The records that follow are to be transcribed exactly.

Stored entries
++++

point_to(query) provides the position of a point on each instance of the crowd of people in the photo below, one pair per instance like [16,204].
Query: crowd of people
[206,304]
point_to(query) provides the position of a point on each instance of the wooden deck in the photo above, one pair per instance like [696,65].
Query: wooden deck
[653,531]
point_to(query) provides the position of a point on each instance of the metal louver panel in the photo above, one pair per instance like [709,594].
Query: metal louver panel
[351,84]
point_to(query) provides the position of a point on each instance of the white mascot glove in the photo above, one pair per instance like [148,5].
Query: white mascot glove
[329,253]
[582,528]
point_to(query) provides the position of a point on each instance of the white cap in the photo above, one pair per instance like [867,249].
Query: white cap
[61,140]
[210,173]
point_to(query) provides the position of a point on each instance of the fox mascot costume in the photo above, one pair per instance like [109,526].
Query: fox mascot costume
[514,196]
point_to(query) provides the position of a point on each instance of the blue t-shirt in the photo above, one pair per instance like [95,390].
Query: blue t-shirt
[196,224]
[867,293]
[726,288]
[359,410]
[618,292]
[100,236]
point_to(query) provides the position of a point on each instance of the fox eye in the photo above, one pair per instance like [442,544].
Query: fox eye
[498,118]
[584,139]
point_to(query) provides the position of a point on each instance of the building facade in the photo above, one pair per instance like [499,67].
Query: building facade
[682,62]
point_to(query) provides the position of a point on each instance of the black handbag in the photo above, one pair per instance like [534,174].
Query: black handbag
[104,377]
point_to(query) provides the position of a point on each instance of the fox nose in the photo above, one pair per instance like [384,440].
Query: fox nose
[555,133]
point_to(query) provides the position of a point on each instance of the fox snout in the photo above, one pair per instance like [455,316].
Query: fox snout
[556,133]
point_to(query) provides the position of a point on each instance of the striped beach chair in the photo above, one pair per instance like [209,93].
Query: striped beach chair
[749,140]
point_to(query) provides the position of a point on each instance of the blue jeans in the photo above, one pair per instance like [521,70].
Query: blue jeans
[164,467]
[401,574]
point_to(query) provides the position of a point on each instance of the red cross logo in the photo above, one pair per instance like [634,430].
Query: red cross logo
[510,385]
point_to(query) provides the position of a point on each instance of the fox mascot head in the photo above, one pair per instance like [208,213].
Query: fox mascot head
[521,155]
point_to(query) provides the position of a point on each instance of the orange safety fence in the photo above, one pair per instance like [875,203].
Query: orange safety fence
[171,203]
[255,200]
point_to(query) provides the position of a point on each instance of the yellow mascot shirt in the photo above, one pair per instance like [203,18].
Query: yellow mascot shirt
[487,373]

++++

_Solution to the problem_
point_to(query) provides the position of a point on each instance of the crowd of people in the photo below, one pair per instance like [16,204].
Query: crowd of people
[206,304]
point_to(query) provides the position of a point on each instance of the wooden deck in the photo above, one pair per instance like [696,65].
Query: wooden deck
[653,531]
point_to(query) provides the position of a point on each instance of the metal louver panel in the photo above, one pair per instance like [709,594].
Query: metal louver panel
[351,84]
point_to(query) provides the position of a point on each instance of the white mascot glove in the photo above, one pair per instance like [148,5].
Query: white mascot glove
[329,253]
[582,528]
point_to(query) provides the position of a point on each instance of the white cap in the photo above, one pair per instance like [867,249].
Query: white cap
[61,140]
[210,173]
point_to(query) provides the position of a point on each instance of the fox mascot costume in the photo above, one pair per instance like [109,526].
Query: fox mascot costume
[514,196]
point_to(query) provides the position of a point on each instance of the blue t-shirt in the photo above, one pair per instance like [95,390].
Query: blue t-shirt
[196,224]
[867,293]
[726,288]
[359,410]
[618,292]
[100,236]
point_to(query) provides the position of a point on each instance of the fox eye in the photo above, one pair per instance like [442,544].
Query: fox eye
[498,118]
[584,139]
point_to(query) provides the position of a point on each instance of the building facade in the photo above, one pair per instance like [499,67].
Query: building facade
[682,62]
point_to(query) provides the position of a point on each instance of the black handbag in the photo above, one pair per instance like [534,174].
Query: black handbag
[104,377]
point_to(query) provides the position of a point on each instance of the fox nose in the photo above, one pair per instance like [384,440].
Query: fox nose
[555,133]
point_to(query) provides the position of a point on each instance of the fox snout in the photo above, one pair per instance like [455,316].
Query: fox snout
[556,133]
point_to(query) provides the position of a point on each instance of the striped beach chair in the photo above, one pair per instance like [209,93].
Query: striped beach chair
[749,140]
point_to(query) provides the position of a point on each instance of the blue jeans in the photo above, one pair per instance like [521,70].
Query: blue jeans
[164,467]
[401,574]
point_to(query) provides the position of a point on each instance of the red cross logo in the photo above, one pair per instance like [634,430].
Query: red cross logo
[510,385]
point_to(query) provides the position of a point on each instance of the fox mascot head in the photo above, one pair per instance like [208,213].
Query: fox mascot head
[521,155]
point_to(query) provides the position of a point on each instance of the orange safety fence in the photo above, one pair per instance like [875,203].
Query: orange safety fence
[171,203]
[255,200]
point_to(query) provides the position of a point on each instance of the yellow mascot shirt in the photo above, one pair per instance like [203,18].
Query: yellow mascot shirt
[487,373]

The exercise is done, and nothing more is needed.